PAGE TEXT:

-*-*-

Data Engineering

Modeling Customer LTV in SQL: From Naive to Defensible

· 16 min read

LTV is the metric most likely to get a senior data person fired, in either direction. Report a number that’s too high and the company over-spends on CAC for two quarters before anyone notices the cohort isn’t paying back. Report a number that’s too low and finance approves a smaller marketing budget than the business can absorb, and a competitor takes the share. Both happen routinely, and both come from the same root cause: LTV is treated as one number when it’s really a model with assumptions.

In This Article

  1. Two ways LTV breaks
  2. Lifetime is the area under the retention curve
  3. Linearizing the fit
  4. The full query
  5. Reference numbers, not your numbers
  6. When the power fit doesn’t fit
  7. More defensible variants
  8. Mistakes we still see
  9. Modern tooling notes
  10. Checklist
  11. Further reading

This is the working LTV approach we use on consulting engagements when a board is asking “what’s our LTV” and the answer in the deck is wrong. It walks from the naive formula every analyst writes first, through the regression-fit version that survives auditing, to the predictive variants that finance teams actually accept. All of it in SQL, with PostgreSQL as the primary dialect because its regression aggregates make the math clean.

Two ways LTV breaks

The naive formula is ARPU × average customer tenure. It produces a single number that looks credible on a slide. It also has two specific failure modes that show up in every engagement:

Failure mode 1: ARPU is a moving target. ARPU computed over the whole user base is biased toward whatever your highest-revenue cohort happens to be doing this month. ARPU computed per cohort and averaged is fine in principle but underweights recent cohorts that haven’t matured yet. ARPU computed from a sample of long-tenured users is the most defensible, and the least intuitive.

Failure mode 2: Average tenure undercounts the tail. Most analytics products average tenure over churned users only, which means anyone still active counts as zero. A “1.4-month average tenure” computed this way is wrong by a factor of two for any product where the tail matters. The fix is to integrate under the retention curve, not to average a survival time.

The rest of this article is the second fix, done in SQL.

Lifetime is the area under the retention curve

If retention on day N is the fraction of a cohort still active on day N, the lifetime of a typical user is the integral of that curve from day 0 to whatever horizon you care about (30, 90, 180, 365 days). LTV is then lifetime × revenue per active user per day (ARPDAU). The single number splits into two factors that can be measured independently, and that’s the whole reason this version is more defensible.

-*-*-

EXERCISES:
[1] Rewrite everything in the LTV article from "The naive formula is" down to "the least intuitive.", changing "ARPU" to "ARPA".
[2] Count the lines in the records that contain the string "overcast", treating case as significant, and give only the number.
The LTV article has no connection to the records.

-*-*-

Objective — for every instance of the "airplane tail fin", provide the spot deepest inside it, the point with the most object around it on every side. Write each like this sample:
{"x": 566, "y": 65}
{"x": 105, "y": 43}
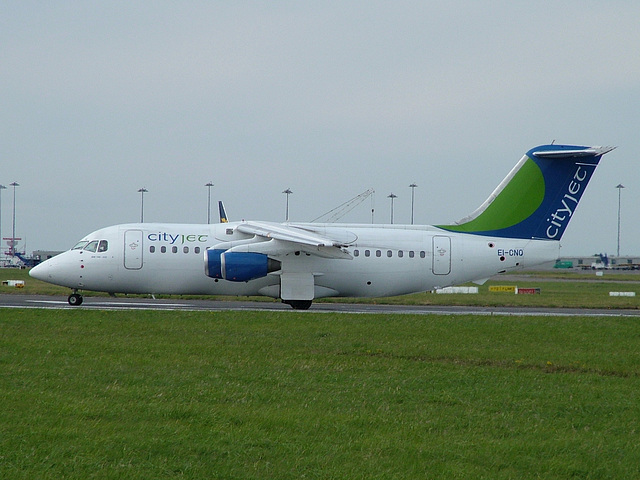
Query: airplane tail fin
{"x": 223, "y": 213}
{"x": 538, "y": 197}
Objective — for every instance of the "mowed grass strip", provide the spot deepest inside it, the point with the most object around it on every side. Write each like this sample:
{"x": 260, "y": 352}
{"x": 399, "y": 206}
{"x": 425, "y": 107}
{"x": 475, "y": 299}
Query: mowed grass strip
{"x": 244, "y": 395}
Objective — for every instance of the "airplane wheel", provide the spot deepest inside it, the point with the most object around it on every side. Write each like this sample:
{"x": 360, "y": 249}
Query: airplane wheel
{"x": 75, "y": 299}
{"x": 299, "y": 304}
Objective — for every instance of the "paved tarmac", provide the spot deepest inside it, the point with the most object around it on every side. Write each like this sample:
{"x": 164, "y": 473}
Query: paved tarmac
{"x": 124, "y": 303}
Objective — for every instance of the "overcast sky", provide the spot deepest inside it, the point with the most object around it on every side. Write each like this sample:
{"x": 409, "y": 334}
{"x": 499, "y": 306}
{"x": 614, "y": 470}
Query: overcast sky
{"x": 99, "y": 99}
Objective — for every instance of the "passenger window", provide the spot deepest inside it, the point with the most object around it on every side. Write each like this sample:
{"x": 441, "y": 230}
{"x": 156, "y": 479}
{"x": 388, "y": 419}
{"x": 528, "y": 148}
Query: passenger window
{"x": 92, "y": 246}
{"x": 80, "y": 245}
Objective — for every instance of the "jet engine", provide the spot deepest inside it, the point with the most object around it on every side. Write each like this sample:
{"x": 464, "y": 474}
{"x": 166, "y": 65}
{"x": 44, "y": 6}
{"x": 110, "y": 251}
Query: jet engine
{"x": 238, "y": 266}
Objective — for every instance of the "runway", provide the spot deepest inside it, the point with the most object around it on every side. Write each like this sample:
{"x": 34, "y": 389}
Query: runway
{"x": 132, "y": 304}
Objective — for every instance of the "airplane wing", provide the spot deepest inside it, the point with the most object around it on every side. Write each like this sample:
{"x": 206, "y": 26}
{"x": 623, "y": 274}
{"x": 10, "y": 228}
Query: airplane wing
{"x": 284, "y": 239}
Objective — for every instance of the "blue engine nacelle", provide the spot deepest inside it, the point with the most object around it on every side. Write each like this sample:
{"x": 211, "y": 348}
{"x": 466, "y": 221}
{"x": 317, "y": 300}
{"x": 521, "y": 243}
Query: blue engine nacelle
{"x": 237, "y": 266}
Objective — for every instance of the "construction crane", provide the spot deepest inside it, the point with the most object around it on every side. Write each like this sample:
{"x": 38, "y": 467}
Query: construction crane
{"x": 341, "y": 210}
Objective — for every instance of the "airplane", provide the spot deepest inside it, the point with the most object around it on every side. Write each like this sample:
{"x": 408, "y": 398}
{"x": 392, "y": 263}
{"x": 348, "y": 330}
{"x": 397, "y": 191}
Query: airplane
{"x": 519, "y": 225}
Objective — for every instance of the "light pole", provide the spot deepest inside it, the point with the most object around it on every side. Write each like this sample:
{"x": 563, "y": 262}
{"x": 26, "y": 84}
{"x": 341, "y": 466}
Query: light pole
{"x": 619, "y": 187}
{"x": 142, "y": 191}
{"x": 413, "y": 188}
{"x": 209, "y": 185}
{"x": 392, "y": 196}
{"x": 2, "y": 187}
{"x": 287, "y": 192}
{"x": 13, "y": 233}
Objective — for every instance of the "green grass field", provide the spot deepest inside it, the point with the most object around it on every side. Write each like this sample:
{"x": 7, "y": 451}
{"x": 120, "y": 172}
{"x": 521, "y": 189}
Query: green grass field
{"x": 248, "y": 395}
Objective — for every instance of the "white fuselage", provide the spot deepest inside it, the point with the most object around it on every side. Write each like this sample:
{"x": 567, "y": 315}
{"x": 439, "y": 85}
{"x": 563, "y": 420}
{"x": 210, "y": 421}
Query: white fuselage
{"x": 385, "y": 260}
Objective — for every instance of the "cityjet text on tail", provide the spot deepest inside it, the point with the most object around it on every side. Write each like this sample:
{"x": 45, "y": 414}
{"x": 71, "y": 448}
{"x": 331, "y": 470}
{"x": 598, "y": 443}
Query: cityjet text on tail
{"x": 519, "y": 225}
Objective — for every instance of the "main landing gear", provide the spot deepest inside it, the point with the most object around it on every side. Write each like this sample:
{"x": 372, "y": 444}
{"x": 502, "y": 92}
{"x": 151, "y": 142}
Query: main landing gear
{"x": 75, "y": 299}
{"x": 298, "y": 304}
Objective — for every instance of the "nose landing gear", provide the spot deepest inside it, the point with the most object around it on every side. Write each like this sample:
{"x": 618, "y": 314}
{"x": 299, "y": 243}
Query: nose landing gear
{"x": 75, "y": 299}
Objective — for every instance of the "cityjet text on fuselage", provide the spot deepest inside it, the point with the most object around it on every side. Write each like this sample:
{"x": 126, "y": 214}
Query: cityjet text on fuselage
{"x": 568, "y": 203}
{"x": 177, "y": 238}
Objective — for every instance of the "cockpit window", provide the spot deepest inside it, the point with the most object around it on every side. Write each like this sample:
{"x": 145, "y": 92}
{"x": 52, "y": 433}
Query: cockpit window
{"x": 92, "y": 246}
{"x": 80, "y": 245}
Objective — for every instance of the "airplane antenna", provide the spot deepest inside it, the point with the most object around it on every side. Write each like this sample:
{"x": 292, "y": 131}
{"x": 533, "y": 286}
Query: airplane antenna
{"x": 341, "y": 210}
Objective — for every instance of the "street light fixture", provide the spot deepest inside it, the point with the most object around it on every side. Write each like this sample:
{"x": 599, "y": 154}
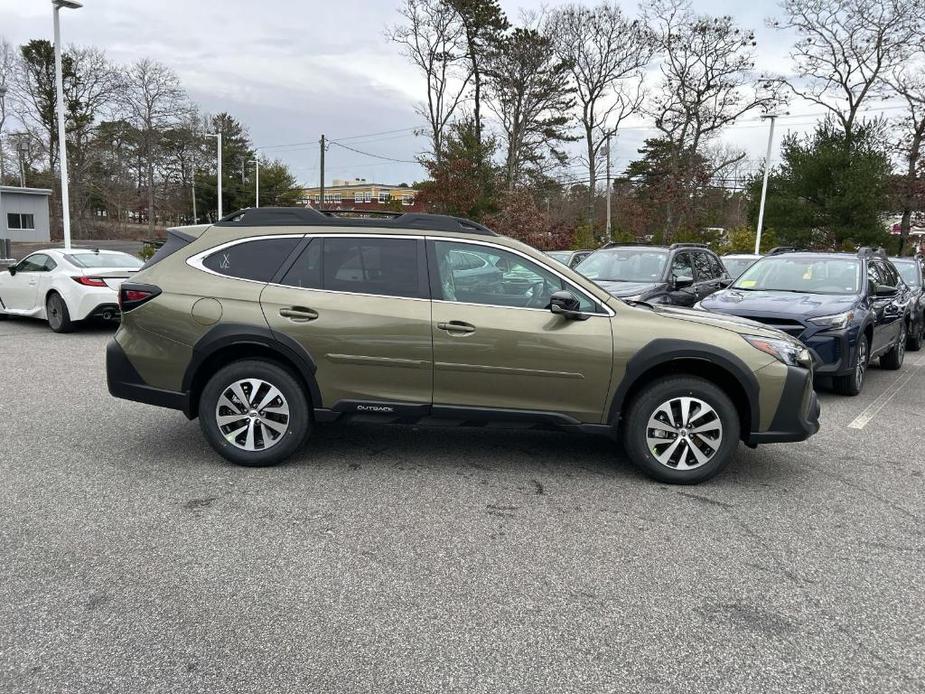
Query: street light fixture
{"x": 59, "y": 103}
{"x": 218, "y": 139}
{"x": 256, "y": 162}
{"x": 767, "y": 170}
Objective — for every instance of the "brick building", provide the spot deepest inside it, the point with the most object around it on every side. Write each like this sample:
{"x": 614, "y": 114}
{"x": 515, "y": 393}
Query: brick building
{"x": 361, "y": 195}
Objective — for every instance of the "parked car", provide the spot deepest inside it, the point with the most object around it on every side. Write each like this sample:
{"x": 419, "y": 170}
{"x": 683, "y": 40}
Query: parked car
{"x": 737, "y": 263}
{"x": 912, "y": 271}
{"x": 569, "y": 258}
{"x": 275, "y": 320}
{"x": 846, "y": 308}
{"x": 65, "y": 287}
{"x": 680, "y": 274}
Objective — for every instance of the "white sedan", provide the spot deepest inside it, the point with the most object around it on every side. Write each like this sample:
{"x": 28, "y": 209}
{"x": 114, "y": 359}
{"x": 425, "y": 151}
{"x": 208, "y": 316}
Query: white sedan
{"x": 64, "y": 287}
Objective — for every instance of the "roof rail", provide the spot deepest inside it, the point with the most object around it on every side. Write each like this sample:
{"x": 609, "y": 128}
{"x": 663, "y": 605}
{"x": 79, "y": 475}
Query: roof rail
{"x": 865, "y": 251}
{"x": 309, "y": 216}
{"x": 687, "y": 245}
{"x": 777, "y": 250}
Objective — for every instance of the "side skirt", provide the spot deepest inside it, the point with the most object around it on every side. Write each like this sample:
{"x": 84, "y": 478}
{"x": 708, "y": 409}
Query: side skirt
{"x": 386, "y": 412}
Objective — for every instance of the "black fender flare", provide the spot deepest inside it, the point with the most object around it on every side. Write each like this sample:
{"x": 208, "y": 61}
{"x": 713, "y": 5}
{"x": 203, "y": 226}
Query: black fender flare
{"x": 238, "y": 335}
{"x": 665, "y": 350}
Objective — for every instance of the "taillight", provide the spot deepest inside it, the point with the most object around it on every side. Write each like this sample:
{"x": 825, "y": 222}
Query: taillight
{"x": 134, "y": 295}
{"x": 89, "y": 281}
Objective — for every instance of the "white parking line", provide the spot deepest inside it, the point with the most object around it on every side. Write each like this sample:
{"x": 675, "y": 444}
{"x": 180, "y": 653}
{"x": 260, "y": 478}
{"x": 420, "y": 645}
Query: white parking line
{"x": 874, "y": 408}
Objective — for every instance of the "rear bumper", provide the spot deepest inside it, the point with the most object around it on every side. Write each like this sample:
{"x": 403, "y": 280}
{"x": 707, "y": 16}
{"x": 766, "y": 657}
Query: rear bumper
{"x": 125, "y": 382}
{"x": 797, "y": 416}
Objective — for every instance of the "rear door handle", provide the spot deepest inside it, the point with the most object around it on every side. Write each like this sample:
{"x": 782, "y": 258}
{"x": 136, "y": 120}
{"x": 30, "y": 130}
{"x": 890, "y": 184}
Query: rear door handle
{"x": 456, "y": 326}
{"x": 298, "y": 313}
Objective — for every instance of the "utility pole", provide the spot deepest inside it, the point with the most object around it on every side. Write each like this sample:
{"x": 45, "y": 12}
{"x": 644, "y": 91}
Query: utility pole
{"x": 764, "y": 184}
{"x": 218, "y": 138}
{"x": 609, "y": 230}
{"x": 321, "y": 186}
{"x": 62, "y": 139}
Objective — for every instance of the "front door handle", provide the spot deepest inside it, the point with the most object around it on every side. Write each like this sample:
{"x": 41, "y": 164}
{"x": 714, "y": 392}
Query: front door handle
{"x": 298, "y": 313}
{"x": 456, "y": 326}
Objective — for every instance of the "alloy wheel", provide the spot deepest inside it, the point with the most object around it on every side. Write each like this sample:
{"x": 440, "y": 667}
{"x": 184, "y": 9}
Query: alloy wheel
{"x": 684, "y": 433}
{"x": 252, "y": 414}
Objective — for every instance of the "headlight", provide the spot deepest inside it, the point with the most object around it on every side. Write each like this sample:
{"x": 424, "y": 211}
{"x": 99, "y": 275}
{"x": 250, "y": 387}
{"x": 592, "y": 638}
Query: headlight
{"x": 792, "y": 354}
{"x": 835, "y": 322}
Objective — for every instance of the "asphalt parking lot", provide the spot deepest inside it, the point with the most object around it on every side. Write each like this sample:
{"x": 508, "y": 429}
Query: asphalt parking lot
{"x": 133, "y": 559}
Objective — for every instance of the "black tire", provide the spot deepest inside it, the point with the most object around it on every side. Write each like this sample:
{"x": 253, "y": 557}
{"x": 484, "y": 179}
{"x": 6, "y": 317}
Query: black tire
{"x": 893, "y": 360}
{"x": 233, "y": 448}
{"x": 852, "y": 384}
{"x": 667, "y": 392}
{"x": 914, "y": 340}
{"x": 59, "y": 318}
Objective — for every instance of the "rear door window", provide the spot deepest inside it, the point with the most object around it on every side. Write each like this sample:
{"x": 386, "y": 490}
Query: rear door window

-*-*-

TASK-BY-TASK SOLUTIONS:
[1]
The naive formula is ARPA × average customer tenure. It produces a single number that looks credible on a slide. It also has two specific failure modes that show up in every engagement:

Failure mode 1: ARPA is a moving target. ARPA computed over the whole user base is biased toward whatever your highest-revenue cohort happens to be doing this month. ARPA computed per cohort and averaged is fine in principle but underweights recent cohorts that haven’t matured yet. ARPA computed from a sample of long-tenured users is the most defensible, and the least intuitive.

[2] 2